--- MATERIALS PROVIDED ---

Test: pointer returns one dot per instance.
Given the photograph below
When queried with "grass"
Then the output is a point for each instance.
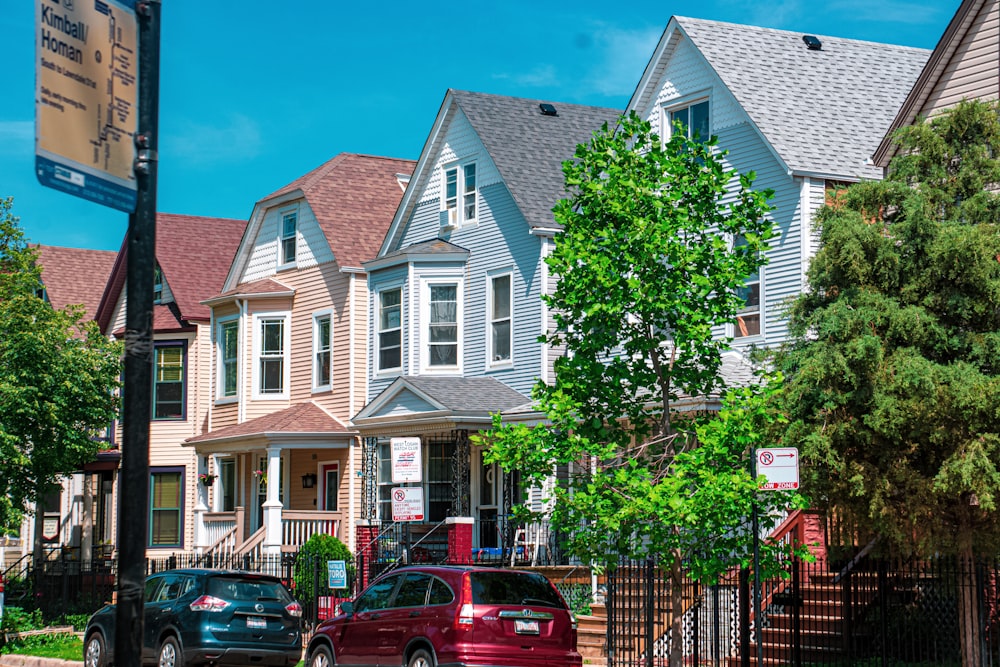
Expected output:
(62, 646)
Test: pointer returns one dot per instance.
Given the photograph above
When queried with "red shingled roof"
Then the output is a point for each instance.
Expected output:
(354, 198)
(194, 253)
(300, 418)
(75, 276)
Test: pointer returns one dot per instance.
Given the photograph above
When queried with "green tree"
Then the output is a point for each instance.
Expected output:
(58, 376)
(647, 271)
(894, 360)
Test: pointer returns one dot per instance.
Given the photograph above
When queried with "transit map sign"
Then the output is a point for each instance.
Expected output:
(780, 465)
(86, 93)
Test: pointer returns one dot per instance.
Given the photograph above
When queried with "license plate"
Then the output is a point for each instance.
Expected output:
(523, 627)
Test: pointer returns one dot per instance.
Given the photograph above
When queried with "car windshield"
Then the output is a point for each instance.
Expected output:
(238, 588)
(503, 588)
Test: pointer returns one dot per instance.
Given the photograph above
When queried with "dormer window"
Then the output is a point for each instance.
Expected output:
(692, 119)
(289, 226)
(459, 200)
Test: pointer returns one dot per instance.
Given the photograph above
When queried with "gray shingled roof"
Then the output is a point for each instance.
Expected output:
(528, 147)
(825, 111)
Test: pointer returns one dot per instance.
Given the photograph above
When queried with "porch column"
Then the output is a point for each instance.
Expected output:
(272, 506)
(200, 507)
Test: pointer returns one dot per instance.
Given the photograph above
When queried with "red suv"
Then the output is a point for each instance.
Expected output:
(424, 616)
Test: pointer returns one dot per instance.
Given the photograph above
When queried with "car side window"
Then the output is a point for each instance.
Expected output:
(440, 593)
(413, 591)
(378, 595)
(152, 585)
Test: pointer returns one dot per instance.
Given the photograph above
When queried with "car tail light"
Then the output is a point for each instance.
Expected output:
(208, 603)
(464, 619)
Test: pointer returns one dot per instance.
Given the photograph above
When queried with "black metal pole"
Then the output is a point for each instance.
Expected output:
(133, 524)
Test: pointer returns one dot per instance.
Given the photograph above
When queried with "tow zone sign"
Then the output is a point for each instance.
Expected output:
(780, 467)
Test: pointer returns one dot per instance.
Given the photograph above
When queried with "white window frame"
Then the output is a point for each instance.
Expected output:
(491, 360)
(377, 348)
(318, 317)
(667, 110)
(425, 317)
(735, 326)
(283, 215)
(220, 375)
(454, 209)
(258, 320)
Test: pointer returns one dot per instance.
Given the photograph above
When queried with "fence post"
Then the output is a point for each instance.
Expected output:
(744, 617)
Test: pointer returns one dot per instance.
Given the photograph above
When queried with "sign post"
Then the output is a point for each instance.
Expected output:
(86, 99)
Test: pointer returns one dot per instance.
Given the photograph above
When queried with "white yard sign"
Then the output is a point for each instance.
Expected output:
(780, 465)
(406, 463)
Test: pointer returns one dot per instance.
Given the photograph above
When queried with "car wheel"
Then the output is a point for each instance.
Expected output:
(170, 654)
(320, 657)
(94, 652)
(420, 658)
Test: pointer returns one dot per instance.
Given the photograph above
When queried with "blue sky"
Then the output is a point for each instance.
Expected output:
(255, 94)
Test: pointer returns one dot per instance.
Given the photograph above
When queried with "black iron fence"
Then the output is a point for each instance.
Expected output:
(877, 612)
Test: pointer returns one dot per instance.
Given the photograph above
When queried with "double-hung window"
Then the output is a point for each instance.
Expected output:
(271, 345)
(692, 119)
(228, 346)
(390, 329)
(168, 380)
(289, 225)
(441, 329)
(166, 493)
(748, 316)
(321, 350)
(460, 201)
(501, 316)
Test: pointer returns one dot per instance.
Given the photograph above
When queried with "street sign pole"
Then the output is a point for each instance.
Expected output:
(141, 258)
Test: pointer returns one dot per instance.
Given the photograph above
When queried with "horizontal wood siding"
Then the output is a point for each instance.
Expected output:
(972, 71)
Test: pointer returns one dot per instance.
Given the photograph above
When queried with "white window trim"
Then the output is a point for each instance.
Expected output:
(455, 218)
(425, 299)
(220, 379)
(316, 387)
(666, 128)
(376, 328)
(282, 214)
(490, 356)
(286, 366)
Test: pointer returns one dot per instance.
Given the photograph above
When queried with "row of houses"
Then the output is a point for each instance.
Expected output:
(377, 298)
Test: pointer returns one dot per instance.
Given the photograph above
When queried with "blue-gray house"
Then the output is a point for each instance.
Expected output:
(455, 300)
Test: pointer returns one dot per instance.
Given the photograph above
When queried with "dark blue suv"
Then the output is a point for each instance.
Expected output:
(197, 616)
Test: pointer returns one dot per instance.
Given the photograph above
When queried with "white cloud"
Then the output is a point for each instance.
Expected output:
(233, 139)
(17, 137)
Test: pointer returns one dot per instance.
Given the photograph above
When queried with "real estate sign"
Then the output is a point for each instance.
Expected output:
(86, 96)
(406, 461)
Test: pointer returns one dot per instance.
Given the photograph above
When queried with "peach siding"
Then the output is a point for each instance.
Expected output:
(972, 70)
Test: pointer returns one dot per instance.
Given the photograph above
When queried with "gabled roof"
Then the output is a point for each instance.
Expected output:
(300, 419)
(527, 147)
(353, 198)
(823, 111)
(474, 396)
(75, 276)
(194, 254)
(958, 29)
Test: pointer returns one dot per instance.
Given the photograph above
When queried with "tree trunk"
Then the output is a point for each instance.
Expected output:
(968, 601)
(676, 611)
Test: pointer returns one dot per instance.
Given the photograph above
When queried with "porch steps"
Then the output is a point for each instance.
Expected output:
(592, 636)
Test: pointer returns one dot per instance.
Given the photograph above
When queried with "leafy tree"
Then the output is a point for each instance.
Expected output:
(647, 272)
(58, 375)
(894, 360)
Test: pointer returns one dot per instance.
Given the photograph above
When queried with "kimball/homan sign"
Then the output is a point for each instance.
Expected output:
(86, 98)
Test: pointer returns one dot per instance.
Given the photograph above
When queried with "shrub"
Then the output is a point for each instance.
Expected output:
(310, 565)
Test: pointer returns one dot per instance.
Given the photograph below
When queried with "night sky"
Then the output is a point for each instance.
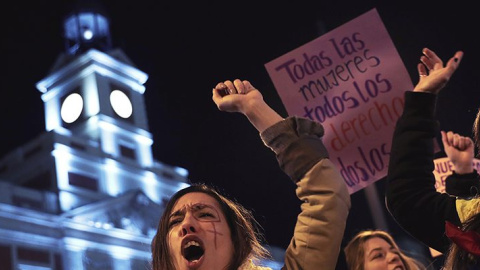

---

- _REQUIRED TASK_: Filter the rows above and copy out every line that contains the word "pole". Treat the match as case-sensitive.

- _EXERCISE RESPONSE_:
When queried with "black metal pole"
When queried with "street sign pole"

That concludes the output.